WORK TO BE COMPLETED ::
Can you tally how many lines in the items below contain the string "white", counting only matches in the same case? Reply with the number alone.

——

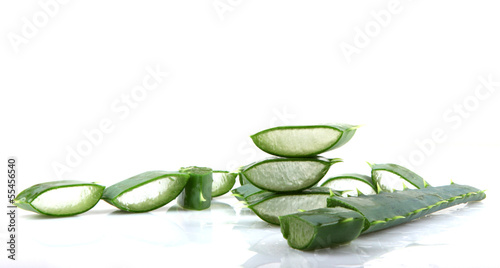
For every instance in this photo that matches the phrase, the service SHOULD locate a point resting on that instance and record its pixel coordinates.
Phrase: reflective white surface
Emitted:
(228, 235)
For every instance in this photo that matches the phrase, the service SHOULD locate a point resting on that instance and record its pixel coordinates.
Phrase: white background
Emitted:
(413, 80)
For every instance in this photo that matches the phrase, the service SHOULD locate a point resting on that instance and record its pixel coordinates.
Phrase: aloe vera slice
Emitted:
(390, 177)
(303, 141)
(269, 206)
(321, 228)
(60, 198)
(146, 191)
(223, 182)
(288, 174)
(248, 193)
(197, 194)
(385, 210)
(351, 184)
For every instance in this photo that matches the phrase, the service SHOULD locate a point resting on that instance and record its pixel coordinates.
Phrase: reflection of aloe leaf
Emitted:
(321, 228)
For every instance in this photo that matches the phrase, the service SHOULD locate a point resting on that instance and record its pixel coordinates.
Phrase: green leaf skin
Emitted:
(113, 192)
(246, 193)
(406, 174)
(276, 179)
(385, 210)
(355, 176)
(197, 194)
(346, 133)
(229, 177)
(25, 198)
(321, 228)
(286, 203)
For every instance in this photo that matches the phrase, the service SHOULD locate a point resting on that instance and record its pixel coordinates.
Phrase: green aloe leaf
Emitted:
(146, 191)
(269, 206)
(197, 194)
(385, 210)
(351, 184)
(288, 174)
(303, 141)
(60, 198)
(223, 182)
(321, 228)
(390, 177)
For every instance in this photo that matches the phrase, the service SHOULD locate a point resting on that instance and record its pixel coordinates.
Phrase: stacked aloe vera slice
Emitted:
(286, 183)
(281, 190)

——

RESPONSE TO THE TASK ::
2